= Problem to solve =
Retype the whole listing verbatim and keep the pictures out of it.

= Data excerpts =
━━━
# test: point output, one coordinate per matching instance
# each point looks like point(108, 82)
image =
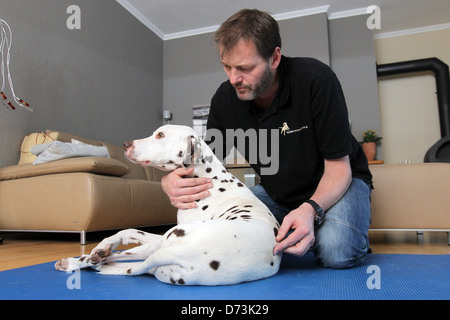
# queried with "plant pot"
point(370, 149)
━━━
= Worked solution =
# test: point output, one coordinate per matching instance
# each point looks like point(108, 82)
image =
# queried with "plant pot"
point(370, 149)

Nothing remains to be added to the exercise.